▶ TEXT SEGMENT:
*** Block opens ***

Public high school in Seattle, Washington

James A. Garfield High School is a public high school in the Seattle Public Schools district of Seattle, Washington. It is named after James A. Garfield, the 20th President of the United States. The school is located at 400 23rd Avenue between E. Alder and E. Jefferson Streets in the Central District section of Seattle.

Garfield is a high school designated to serve students identified by the district as academically highly gifted, so the school offers many college-level classes, ranging from calculus-based physics to Advanced Placement (AP) studio art.

==History==
===20th century===
James A. Garfield High School was founded in 1920 as East High School at its current location. The first graduating class consisted of 282 students who transferred from Broadway High School. In three years, the school's enrollment forced the 12-room building to be scrapped for the Jacobean-style building designed by Floyd Naramore. In 1929, the city commissioned the architect to design an addition for the school as enrollment peaked at 2,300 students.

*** Block closes ***

▶ SET OF TASKS:
**a.** Answer these questions from the passage on Garfield High School:
(i) Which school district is the school part of?
(ii) What was the school called when it was founded in 1920?
(iii) What number did enrollment peak at when the city commissioned an addition in 1929?
**b.** Reproduce the passage on Garfield High School word for word, from "Public high school in Seattle, Washington" up to and including "(AP) studio art.".

Source data
*** Block opens ***

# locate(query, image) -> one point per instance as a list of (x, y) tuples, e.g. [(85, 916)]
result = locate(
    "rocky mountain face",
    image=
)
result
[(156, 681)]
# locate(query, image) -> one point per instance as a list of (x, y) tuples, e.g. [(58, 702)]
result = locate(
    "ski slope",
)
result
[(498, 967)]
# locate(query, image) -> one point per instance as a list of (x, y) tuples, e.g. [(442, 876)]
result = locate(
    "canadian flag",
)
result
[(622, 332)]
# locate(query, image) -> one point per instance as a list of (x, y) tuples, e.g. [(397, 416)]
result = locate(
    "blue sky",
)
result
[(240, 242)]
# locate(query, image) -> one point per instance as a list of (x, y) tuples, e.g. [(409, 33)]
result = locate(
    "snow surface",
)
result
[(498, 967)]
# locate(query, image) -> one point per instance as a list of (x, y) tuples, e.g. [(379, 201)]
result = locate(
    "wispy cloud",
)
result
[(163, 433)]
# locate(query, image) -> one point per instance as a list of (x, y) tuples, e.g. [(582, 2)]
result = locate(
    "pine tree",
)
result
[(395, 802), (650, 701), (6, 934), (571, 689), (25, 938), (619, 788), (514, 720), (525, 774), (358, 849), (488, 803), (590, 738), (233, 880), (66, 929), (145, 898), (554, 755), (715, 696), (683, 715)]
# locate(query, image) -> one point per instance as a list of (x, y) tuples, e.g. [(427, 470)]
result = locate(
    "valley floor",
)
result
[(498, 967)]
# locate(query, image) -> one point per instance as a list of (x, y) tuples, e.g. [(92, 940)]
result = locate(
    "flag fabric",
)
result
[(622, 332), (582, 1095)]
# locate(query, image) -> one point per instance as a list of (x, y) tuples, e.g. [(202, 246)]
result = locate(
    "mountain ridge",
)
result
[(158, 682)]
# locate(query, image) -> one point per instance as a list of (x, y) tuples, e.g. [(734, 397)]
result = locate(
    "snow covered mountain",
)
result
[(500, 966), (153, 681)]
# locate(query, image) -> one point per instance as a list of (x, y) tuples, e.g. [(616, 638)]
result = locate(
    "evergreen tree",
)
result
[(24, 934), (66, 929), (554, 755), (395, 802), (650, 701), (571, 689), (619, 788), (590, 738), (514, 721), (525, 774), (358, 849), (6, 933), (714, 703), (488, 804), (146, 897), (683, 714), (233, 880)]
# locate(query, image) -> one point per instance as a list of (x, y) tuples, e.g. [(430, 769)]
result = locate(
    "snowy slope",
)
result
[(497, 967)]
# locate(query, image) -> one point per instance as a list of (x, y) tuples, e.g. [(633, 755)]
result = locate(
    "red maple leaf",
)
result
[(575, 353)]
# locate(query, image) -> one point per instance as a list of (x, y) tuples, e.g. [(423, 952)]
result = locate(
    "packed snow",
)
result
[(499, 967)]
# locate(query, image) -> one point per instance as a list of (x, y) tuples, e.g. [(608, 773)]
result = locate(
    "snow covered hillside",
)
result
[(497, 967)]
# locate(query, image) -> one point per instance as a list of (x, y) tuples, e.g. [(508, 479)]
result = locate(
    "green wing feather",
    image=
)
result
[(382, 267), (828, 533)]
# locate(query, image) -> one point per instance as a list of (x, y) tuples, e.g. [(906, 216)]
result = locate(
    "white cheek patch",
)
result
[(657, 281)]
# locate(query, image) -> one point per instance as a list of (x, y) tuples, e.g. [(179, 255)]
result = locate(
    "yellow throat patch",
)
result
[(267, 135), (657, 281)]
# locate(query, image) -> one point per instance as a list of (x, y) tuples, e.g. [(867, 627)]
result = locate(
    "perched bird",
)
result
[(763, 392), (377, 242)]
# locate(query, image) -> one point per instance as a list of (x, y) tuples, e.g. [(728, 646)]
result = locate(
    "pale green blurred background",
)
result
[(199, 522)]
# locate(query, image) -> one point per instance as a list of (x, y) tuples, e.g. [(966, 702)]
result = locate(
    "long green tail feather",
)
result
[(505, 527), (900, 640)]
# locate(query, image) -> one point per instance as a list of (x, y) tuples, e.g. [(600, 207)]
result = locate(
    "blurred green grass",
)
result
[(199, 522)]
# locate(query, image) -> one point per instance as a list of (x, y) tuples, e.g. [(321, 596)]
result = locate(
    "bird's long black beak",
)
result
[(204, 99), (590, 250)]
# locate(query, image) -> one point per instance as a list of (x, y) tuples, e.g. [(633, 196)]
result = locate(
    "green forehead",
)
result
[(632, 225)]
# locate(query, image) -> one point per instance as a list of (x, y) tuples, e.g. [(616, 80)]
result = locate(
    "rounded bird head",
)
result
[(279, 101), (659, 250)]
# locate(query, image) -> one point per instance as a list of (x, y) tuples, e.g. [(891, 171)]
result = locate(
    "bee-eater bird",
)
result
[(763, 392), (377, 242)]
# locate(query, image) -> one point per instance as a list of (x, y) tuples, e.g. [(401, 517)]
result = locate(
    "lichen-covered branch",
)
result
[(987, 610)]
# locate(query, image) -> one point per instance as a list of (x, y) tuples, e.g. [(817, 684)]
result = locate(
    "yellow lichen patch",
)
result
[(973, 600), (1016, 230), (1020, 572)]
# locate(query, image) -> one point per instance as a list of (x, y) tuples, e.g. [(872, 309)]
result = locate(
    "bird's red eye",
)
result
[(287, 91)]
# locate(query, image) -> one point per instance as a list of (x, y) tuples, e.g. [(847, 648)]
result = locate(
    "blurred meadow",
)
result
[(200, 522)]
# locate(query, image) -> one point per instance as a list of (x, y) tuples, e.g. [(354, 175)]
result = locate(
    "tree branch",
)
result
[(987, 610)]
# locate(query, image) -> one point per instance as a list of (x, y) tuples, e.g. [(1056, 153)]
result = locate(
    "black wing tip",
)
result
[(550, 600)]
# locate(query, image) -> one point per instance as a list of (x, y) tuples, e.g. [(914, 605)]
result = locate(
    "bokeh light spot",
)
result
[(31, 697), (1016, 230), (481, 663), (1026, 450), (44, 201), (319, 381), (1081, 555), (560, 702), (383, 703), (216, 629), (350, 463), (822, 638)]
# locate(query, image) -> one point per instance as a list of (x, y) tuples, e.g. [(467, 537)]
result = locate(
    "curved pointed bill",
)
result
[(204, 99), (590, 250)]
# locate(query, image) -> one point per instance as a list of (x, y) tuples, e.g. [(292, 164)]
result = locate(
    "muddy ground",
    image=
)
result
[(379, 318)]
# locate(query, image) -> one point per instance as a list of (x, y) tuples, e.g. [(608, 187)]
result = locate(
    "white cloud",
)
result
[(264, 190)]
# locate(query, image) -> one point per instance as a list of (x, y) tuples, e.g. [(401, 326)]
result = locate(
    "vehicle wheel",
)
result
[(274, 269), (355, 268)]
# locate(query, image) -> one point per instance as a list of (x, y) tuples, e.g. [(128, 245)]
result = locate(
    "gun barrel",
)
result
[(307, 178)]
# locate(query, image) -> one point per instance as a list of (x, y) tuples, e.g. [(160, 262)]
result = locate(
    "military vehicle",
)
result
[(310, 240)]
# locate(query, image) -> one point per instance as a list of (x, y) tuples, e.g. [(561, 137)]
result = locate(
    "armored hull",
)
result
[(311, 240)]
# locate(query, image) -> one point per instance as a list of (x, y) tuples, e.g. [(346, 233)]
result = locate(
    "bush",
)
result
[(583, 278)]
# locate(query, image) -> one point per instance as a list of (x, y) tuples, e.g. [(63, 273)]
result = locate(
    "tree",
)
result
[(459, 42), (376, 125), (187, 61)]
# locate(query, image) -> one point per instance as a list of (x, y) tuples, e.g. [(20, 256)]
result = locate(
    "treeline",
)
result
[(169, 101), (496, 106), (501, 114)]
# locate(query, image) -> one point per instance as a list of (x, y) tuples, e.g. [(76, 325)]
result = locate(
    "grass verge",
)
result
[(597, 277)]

*** Block closes ***

▶ SOLUTIONS PER TASK:
**a.**
(i) Seattle Public Schools
(ii) East High School
(iii) 2,300 students

**b.**
Public high school in Seattle, Washington

James A. Garfield High School is a public high school in the Seattle Public Schools district of Seattle, Washington. It is named after James A. Garfield, the 20th President of the United States. The school is located at 400 23rd Avenue between E. Alder and E. Jefferson Streets in the Central District section of Seattle.

Garfield is a high school designated to serve students identified by the district as academically highly gifted, so the school offers many college-level classes, ranging from calculus-based physics to Advanced Placement (AP) studio art.